## WHAT YOU HAVE TO DO
Nothing but the lines from the line with "Locate the water reflection" through the end of the data is to be copied, and each is to be copied exactly.

## RECORDS TO USE
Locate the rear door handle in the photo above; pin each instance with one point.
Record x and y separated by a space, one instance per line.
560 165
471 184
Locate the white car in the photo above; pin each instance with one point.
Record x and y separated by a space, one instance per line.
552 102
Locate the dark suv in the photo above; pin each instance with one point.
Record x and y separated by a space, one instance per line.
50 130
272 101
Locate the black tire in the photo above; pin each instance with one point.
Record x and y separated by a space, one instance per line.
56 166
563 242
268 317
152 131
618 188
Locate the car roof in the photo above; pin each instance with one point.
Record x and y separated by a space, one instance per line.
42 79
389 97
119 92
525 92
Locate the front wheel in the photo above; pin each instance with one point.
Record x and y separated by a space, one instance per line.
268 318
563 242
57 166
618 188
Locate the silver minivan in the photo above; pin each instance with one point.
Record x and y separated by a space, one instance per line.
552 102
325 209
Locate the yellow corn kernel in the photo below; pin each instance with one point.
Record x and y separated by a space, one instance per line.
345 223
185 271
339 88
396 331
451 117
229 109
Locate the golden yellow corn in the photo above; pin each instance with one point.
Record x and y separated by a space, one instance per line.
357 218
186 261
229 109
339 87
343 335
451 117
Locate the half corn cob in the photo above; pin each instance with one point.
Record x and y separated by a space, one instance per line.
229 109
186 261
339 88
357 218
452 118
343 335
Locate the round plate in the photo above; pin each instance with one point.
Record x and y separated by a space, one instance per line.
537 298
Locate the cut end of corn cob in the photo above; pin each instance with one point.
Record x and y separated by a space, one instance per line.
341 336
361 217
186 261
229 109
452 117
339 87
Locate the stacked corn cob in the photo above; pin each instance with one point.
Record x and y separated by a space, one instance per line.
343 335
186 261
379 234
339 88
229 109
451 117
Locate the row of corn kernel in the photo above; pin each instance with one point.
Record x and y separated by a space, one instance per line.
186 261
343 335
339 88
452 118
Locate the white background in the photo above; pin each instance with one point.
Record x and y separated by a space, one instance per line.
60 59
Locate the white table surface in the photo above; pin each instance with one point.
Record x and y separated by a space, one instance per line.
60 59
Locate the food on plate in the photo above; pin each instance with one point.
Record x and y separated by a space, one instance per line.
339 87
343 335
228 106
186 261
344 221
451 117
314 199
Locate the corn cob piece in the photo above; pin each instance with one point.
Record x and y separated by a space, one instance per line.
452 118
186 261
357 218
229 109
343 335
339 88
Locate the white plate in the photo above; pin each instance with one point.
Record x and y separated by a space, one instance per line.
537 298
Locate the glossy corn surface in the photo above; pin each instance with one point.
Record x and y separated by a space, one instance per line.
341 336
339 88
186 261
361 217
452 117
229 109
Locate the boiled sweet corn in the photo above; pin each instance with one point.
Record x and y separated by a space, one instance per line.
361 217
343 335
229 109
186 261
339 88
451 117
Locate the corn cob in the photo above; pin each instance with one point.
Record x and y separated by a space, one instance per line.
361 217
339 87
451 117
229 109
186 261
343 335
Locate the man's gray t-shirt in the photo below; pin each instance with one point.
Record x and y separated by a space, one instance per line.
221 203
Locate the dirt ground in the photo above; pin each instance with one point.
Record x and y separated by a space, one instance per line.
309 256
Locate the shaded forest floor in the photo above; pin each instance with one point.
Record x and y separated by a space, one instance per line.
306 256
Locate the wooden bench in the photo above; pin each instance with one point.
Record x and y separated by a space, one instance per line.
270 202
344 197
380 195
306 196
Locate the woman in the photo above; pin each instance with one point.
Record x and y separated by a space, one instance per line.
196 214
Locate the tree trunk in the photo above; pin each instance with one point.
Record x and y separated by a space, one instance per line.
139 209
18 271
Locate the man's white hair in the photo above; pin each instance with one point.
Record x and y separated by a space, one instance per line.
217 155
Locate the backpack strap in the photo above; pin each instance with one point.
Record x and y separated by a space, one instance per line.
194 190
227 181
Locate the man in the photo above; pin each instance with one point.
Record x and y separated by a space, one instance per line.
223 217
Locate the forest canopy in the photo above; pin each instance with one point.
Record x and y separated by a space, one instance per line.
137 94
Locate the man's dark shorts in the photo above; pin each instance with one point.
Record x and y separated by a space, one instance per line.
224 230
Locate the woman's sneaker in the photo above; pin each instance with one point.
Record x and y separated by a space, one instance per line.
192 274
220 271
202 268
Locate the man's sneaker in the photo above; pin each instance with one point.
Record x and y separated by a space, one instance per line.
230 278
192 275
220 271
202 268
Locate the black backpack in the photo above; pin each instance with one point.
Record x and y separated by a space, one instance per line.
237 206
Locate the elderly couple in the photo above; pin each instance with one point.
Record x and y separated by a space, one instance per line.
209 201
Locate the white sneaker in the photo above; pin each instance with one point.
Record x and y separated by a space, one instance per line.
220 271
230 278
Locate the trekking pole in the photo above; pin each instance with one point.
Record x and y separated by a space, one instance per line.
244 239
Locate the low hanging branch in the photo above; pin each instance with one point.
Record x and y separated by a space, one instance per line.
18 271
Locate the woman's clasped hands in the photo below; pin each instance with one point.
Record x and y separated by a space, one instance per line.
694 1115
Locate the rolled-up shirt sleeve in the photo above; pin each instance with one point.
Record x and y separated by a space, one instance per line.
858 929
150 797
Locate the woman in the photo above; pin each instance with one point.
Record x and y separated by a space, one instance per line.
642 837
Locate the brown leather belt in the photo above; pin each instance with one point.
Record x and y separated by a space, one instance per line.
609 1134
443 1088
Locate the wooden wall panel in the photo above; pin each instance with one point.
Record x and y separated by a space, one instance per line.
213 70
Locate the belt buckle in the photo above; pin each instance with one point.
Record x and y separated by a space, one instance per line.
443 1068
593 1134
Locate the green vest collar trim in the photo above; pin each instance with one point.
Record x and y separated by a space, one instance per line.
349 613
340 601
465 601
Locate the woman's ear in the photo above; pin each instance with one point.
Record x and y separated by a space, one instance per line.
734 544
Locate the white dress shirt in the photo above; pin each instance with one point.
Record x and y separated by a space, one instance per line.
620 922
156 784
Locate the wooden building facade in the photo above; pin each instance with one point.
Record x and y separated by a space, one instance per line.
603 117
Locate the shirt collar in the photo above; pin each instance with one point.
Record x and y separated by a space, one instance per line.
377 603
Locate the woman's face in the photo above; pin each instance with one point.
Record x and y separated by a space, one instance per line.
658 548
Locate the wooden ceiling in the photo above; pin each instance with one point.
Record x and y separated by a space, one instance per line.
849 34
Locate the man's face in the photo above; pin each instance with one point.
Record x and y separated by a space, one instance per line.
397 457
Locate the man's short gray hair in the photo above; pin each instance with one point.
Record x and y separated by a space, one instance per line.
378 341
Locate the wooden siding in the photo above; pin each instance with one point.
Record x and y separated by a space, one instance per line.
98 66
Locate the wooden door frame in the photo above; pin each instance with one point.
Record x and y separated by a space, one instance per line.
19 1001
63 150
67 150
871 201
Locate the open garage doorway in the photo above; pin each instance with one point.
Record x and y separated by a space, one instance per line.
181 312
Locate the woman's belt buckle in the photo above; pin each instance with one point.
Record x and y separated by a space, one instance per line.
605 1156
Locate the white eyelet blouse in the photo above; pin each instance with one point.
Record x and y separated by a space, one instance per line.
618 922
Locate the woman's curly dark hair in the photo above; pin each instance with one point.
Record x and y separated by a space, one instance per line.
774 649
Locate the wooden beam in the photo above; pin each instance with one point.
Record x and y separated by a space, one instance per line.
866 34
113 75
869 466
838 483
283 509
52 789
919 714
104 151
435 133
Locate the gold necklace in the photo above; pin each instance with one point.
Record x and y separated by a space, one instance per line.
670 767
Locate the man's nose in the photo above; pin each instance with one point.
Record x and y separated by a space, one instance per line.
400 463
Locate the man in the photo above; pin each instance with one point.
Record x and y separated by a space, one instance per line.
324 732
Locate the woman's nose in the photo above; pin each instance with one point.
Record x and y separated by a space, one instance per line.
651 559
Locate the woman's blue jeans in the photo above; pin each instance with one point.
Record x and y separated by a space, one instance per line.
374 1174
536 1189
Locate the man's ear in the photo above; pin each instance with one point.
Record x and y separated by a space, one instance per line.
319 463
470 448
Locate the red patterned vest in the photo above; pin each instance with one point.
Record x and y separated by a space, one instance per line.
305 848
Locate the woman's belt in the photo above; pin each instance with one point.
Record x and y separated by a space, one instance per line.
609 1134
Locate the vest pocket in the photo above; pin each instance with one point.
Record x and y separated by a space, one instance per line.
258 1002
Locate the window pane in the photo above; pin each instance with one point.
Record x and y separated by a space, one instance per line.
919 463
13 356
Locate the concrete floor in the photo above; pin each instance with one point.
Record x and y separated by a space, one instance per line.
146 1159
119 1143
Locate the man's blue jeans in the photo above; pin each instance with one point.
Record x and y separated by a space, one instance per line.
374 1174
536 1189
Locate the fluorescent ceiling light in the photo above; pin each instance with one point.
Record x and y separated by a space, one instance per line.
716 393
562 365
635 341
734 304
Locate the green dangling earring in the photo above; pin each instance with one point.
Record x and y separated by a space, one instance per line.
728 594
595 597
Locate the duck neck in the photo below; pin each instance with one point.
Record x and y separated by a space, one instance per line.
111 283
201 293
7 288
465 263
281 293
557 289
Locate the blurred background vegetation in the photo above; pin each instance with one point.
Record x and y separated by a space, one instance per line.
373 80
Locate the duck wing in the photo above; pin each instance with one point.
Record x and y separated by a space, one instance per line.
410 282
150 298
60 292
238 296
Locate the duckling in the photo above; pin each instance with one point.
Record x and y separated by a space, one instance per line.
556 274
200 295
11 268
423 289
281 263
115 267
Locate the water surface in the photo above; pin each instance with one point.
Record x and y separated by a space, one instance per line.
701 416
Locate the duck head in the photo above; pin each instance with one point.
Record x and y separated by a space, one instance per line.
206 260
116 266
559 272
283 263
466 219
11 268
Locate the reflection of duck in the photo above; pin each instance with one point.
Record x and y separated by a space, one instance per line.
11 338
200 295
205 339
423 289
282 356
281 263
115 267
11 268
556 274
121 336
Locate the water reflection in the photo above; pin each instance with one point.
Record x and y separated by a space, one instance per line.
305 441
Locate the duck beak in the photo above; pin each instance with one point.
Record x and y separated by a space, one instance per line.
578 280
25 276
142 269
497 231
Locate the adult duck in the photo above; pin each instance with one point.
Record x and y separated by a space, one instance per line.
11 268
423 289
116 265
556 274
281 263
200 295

## OUTPUT BELOW
Locate the water reflection in the photo above; pin each instance with one point.
Record x and y separated by a space, one instance per line.
305 441
Locate the duck beak in the photo above; pin each instance with one point.
Record x and y separated by a space, one instance per line.
578 280
25 276
142 269
497 231
Locate the adult duck in the photo above; pin each instance with one point.
Record x and y separated by a space, one instance per line.
11 268
423 289
116 265
556 274
281 263
200 295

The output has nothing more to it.